*To be done:*
Locate each line below that contains the word "raised", and copy every one of those lines.
Begin Input data
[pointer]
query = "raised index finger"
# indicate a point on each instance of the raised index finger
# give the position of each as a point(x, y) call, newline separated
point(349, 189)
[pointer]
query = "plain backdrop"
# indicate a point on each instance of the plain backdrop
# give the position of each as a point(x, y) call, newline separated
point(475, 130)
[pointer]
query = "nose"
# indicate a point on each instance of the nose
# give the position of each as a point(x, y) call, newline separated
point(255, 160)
End Input data
Begin Input data
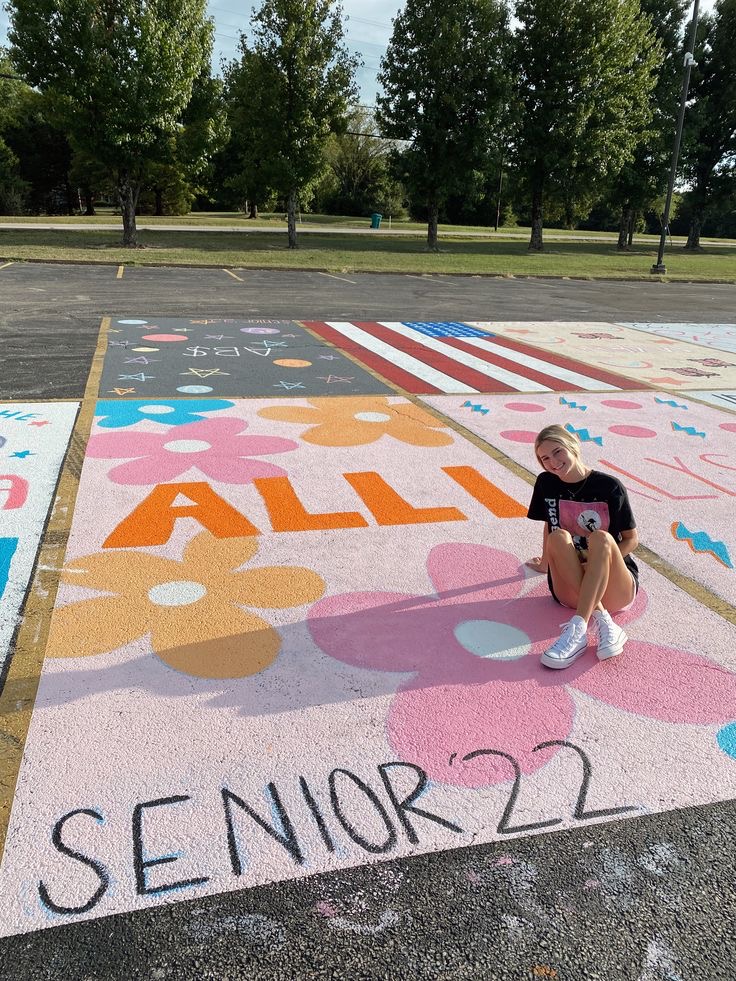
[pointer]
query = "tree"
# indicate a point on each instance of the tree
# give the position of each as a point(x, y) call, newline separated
End Input data
*Answer to this task:*
query = "raised index finger"
# indicate a point on each instance of the raised index finger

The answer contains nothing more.